- _Selected passage_:
____

After learning of Abu al-Layth's defeat, 'Ali also withdrew back to his camp, where he remained for about a month. He then set out to fight Mansur again, and sent scouts to gather information about him. Upon learning of a contingent led by one of Mansur's officers, 'Ali launched a night attack against it, killing the commander and most of his men and looting their camp. News of this raid reached Mansur, who decided to set forth himself, and 'Ali came out to meet him as well. The resulting battle ended in complete victory for 'Ali; Mansur's troops suffered significant casualties and eventually fled, abandoning him on the battlefield. Mansur himself attempted to flee, but was pursued by a Zanj soldier and killed while attempting to cross a canal.

Following Mansur's death, Asghajun was appointed by the government to replace him. 'Ali remained in Jubba for a time, until a dispatch from the Zanj leader reached him to hasten back to Iraq, where Abu Ahmad ibn al-Mutawakkil (the future caliphal regent al-Muwaffaq) had arrived with a large army to attack the chief Zanj "city" of al-Mukhtarah.

____

[Segmentation dataset records]
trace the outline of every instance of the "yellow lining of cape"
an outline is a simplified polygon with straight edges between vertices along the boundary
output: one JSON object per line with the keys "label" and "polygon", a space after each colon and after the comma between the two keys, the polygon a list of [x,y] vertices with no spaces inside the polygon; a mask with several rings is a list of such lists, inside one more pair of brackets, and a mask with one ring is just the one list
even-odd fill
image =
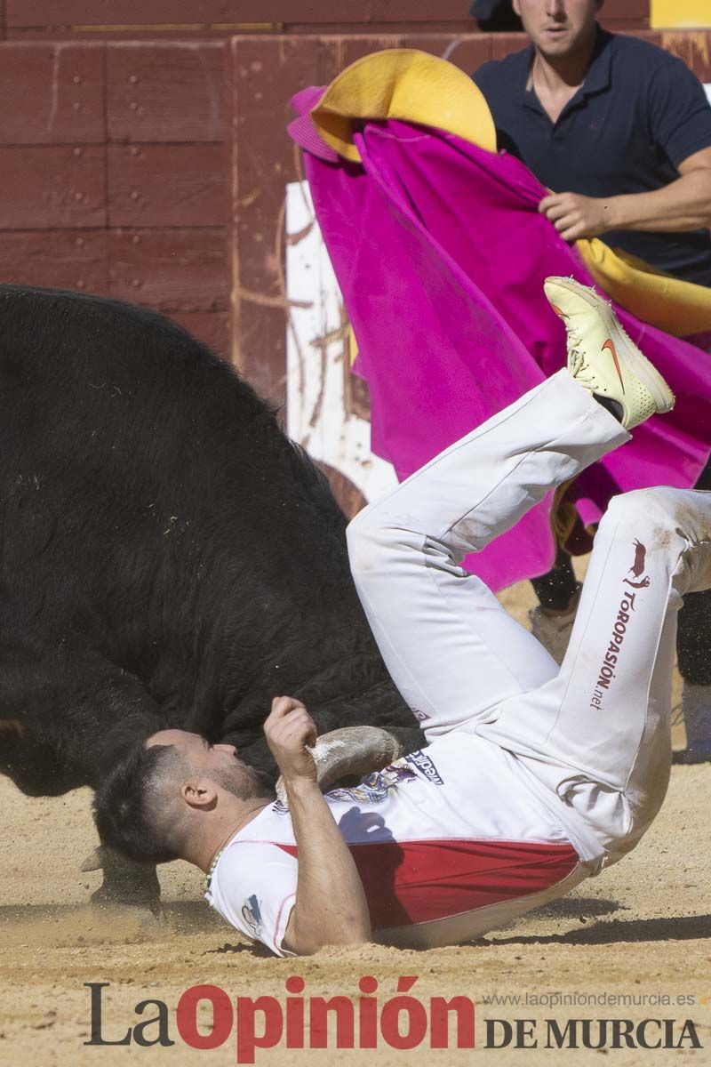
{"label": "yellow lining of cape", "polygon": [[332,81],[311,118],[326,144],[353,162],[360,161],[353,132],[366,118],[434,126],[496,152],[494,120],[479,86],[453,63],[416,48],[356,60]]}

____

- _What is expected_: Extend the passage about 'Ali's campaign against Mansur, picking up right after its final sentence.

- _Final answer_:
== Second occupation of Suq al-Ahwaz, Ibn Muflih ==

In 873, following the withdrawal of Abu Ahmad from southern Iraq, the Zanj leader ordered 'Ali ibn Aban to return to al-Ahwaz with most of his troops. Upon learning of the rebels' advance, Asghajun advanced from Suq al-Ahwaz against 'Ali with his own forces, and the two sides met in a desert. The battle went badly for the government army; Asghajun and many of his men were killed and others were taken prisoner. The Zanj then made their way to Suq al-Ahwaz and entered it on May 8, upon which they began pillaging and killed a number of its inhabitants.

News of the fate of Suq al-Ahwaz reached the central government in Samarra, which responded by placing the general Musa ibn Bugha al-Kabir in charge of war against the Zanj. Musa sent 'Abd al-Rahman ibn Muflih to al-Ahwaz to engage 'Ali. In his first encounter against the rebels, Ibn Muflih was defeated, but after regrouping his forces, he launched a second attack and inflicted a severe defeat upon the Zanj. Many of 'Ali's men were killed or captured, while 'Ali himself escaped with a few of his followers and fled to southern Iraq.

After spending some time recovering in al-Mukhtarah, 'Ali was again sent out against Ibn Muflih, who had made camp at Hisn al-Mahdi on the Dujayl. He was engaged, however, by Ibrahim ibn Sima, who was then encamped at al-Badhaward, and was defeated twice by him. For his part, Ibn Muflih received word of 'Ali's movements and dispatched his lieutenant Tashtimur against him. Tashimur found that 'Ali had retreated into an area of dense thickets and reeds, so to force him out he ordered his troops to set fire to the vegetation. 'Ali was able to escape, but several of his men were captured by Tashtimur, who sent word of his victory to Ibn Muflih.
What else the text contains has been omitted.